##### Exercise inputs #####

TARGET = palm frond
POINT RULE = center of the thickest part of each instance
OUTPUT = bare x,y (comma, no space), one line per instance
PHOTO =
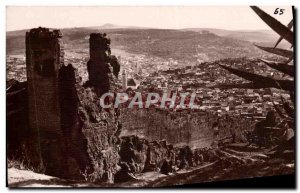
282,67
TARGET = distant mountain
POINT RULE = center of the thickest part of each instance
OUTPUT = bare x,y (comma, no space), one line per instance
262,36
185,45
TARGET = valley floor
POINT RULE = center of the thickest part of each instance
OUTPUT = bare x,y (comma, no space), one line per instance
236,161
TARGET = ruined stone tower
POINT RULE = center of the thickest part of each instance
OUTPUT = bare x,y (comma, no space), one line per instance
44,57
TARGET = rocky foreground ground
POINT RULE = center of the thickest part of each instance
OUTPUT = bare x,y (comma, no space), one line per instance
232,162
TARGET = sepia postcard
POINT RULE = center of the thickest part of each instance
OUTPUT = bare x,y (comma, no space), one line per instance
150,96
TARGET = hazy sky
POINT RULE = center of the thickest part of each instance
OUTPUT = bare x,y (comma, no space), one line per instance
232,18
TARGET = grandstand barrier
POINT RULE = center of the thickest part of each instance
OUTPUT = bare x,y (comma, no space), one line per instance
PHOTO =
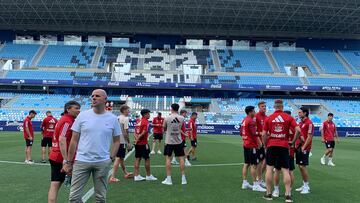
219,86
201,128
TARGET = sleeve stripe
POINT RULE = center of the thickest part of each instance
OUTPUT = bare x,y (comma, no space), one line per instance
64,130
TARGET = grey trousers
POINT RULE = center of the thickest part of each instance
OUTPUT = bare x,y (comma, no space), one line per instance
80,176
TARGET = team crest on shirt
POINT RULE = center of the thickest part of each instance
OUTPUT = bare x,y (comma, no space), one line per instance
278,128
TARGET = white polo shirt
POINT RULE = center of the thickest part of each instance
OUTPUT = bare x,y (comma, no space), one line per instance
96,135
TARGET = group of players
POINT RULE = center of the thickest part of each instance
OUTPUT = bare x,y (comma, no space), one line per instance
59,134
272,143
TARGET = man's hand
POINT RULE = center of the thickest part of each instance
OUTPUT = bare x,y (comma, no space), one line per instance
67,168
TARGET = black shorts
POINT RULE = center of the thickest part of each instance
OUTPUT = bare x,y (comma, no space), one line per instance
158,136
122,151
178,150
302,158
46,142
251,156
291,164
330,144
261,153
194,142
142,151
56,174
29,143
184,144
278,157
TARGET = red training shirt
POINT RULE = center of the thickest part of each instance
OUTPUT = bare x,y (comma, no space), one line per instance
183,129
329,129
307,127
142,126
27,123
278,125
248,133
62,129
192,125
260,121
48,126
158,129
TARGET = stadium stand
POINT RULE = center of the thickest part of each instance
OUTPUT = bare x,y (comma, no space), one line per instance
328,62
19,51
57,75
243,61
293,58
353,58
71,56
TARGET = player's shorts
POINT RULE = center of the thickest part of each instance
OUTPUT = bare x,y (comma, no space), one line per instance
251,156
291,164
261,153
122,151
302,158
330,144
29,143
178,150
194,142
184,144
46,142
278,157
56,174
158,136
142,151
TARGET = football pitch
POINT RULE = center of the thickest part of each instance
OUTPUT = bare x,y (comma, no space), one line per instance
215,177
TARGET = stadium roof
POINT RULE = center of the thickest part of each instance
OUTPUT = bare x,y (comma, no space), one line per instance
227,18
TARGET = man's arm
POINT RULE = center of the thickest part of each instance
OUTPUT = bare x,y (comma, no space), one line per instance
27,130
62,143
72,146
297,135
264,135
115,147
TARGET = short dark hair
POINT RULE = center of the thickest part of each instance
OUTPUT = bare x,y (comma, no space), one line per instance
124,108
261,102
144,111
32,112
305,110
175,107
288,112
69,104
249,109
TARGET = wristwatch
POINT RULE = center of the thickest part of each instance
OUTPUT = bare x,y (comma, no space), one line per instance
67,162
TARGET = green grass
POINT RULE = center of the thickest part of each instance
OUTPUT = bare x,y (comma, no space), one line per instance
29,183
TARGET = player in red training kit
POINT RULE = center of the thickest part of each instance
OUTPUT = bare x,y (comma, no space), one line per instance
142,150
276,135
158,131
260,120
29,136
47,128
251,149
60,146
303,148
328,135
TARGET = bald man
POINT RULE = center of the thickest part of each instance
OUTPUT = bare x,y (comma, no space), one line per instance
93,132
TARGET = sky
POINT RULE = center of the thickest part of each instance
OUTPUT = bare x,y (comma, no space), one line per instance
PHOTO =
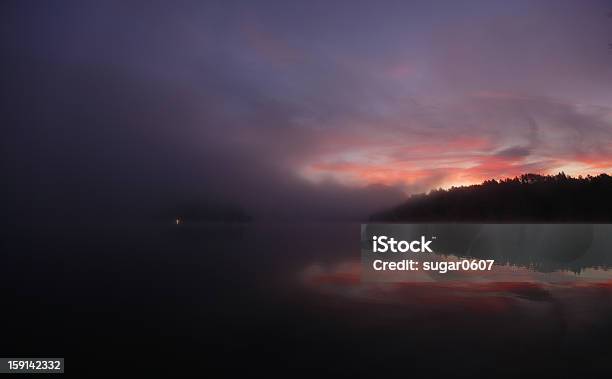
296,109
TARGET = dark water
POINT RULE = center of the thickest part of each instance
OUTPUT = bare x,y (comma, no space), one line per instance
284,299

#####

Objective:
Rewrite the listing above in full, substituting "widest part" for every occurrence of "thickest part" and leaving all other text unchanged. Omit the pictures from your copy.

Full answer:
TARGET = palm frond
POINT RULE = center of the widest part of each instance
OUTPUT = bare x,y (comma, no space), one line per instance
PHOTO =
282,67
TARGET = distant mountain
POINT RULE = center of the widest part of each instance
OUTPUT = bare x,y (comma, no space), one line per instance
262,36
185,45
TARGET = valley floor
POINT RULE = center of the widest part of each instance
OUTPUT = bare x,y (comma, no space), one line per instance
236,161
TARGET = ruined stone tower
POINT RULE = center of the widest part of each instance
OUTPUT = bare x,y (comma, no space), one line per instance
44,57
TARGET = rocky foreground ground
POINT RULE = center of the widest part of each instance
OUTPUT = bare x,y (comma, no space), one line per instance
232,162
TARGET = sepia postcard
POINT RULE = center of the widest part of each instance
OUTPUT = bare x,y (comma, no space), one line per instance
150,96
TARGET = hazy sky
POINT RULE = center of the widest part of each instance
OUTPUT = bare x,y (comma, no space), one line per instance
232,18
TARGET = grandstand barrier
POINT RULE = center of the widest part of each instance
OUTPUT = bare x,y (comma, no space), one line per instance
PHOTO =
219,86
201,128
TARGET = sleeve stripe
POINT RULE = center of the widest part of each instance
OUTPUT = bare x,y (comma, no space), one line per instance
64,130
TARGET = grey trousers
POINT RULE = center of the widest part of each instance
OUTPUT = bare x,y (comma, no space), one line per instance
80,176
TARGET = team crest on shirt
POINT RULE = center of the widest part of each instance
OUTPUT = bare x,y (comma, no space), one line per instance
278,128
TARGET = white polo shirt
POINT RULE = center of the widest part of each instance
OUTPUT = bare x,y (comma, no space), one line per instance
96,135
TARGET = group of players
POINT RULE = center of the widest part of each instance
OUTPUT = bare x,y (comma, no space), one line per instance
59,134
272,143
TARGET = man's hand
POINT RULE = center of the widest part of each instance
OUTPUT = bare x,y (comma, no space), one line per instance
67,168
TARGET = black shorts
POINT RULE = center of the widest part of each instance
OUTPUT = bare x,y (comma, no space), one line per instance
158,136
122,151
178,150
302,158
46,142
251,156
291,164
330,144
261,153
194,142
142,151
56,174
29,143
184,144
278,157
TARGET = red training shirt
POINT RULE = center of the widest part of each instance
OUTPUT = bare x,y (comma, no space), one line per instance
183,129
329,129
307,127
142,126
27,123
278,125
248,133
62,129
192,125
260,121
48,126
158,129
TARGET = stadium stand
POINT RULE = center of the widest part of each instance
OUTPUT = bare x,y (comma, no space), one line per instance
328,62
19,51
57,75
243,61
293,58
353,58
71,56
TARGET = player's shorts
POINT RULE = center of the widest part of each instance
OUTPUT = bare x,y (comma, no space), one line per instance
251,156
291,164
261,153
122,151
302,158
330,144
29,143
178,150
194,142
184,144
46,142
278,157
56,174
158,136
142,151
TARGET = football pitch
POINT RULE = center of the widest part of each instance
OUTPUT = bare x,y (comma, no space), one line per instance
215,177
TARGET = stadium roof
POINT RULE = center of the widest part of each instance
OUTPUT = bare x,y (comma, no space), one line per instance
227,18
TARGET = man's arm
POINT RULE = center of the widest part of each instance
OUTPUT = bare x,y (comma, no space), one line per instance
27,130
62,143
72,146
297,135
264,135
115,147
TARGET = short dark hair
POINT RULE = center of the widest part of each instance
OUTPUT = bare x,y (comma, no space), one line per instance
124,108
261,102
144,111
32,112
305,110
175,107
288,112
69,104
249,109
TARGET = wristwatch
POINT RULE = center of the widest part of each instance
OUTPUT = bare x,y (comma, no space), one line per instance
67,162
TARGET = green grass
POINT RULE = center of the widest part of each instance
OUTPUT = bare x,y (comma, no space), one line per instance
29,183
TARGET = player in red training kit
POINT RULE = center of the widest part of each instance
OUTPUT = bare x,y (comma, no space), one line per instance
142,150
276,135
158,131
260,120
29,136
47,128
251,149
60,146
303,148
328,135
TARGET = bald man
POINT RULE = center of the widest part of each instance
OUTPUT = bare x,y (comma, no space), one line per instance
93,132
TARGET = sky
POINT RULE = center of the widest part of each instance
OUTPUT = bare x,y (comma, no space), one line per instance
PHOTO =
296,109
TARGET = dark water
POINT RULE = center of the widest part of each instance
OUTPUT = bare x,y (comma, no space), one line per instance
284,299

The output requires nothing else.